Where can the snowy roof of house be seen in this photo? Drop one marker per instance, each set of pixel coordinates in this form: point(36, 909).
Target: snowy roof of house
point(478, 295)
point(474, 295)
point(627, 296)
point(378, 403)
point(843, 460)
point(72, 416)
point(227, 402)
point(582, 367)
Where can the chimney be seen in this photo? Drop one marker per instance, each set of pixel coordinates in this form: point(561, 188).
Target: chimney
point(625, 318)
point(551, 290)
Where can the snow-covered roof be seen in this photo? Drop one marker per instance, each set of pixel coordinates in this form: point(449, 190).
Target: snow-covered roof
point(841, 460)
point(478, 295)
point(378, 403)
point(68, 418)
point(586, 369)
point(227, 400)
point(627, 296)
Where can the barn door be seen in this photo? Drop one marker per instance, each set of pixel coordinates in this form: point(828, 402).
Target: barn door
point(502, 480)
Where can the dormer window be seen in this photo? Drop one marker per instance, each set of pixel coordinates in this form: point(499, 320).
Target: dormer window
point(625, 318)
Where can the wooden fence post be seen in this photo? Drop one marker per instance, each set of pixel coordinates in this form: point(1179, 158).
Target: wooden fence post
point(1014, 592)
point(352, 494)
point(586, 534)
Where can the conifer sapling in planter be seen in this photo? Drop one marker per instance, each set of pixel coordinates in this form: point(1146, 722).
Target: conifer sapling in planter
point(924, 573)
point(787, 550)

Assigned task
The entire listing is to be repeated exactly.

Result of this task
Where can the snowy roof of house be seen in this photo? Drop one marker per instance, each set of pixel coordinates in this form: point(36, 909).
Target: snowy roof of house
point(478, 295)
point(474, 295)
point(627, 296)
point(378, 403)
point(843, 460)
point(72, 416)
point(227, 402)
point(582, 367)
Where can the chimney be seen in this photo? Drop one marker per instance, each set of pixel coordinates in this form: point(561, 188).
Target: chimney
point(625, 318)
point(551, 290)
Where can the snow-covered roof be seen in this photo? Drop one marker per instance, each set of pixel coordinates in this form: point(449, 190).
Target: snow-covered roof
point(841, 460)
point(478, 295)
point(378, 403)
point(68, 418)
point(586, 369)
point(227, 400)
point(627, 296)
Where can the barn door be seen in this photo? Drop one marker per instance, each set of pixel coordinates in this form: point(828, 402).
Target: barn door
point(502, 480)
Where can the dormer window be seen in this photo? Drop one marker per instance, each set of pixel coordinates in this form: point(499, 320).
Target: dormer window
point(625, 318)
Where can the wooden fence post be seen in this photo? Drop one marker per instance, each set of pixel coordinates in this form: point(1179, 158).
Target: wooden fence post
point(1014, 592)
point(352, 494)
point(586, 534)
Where can the conifer sapling in planter be seen in this photo? Drop one marker per instance, each set of pixel coordinates in this form: point(1146, 722).
Target: conifer sapling in planter
point(924, 573)
point(787, 550)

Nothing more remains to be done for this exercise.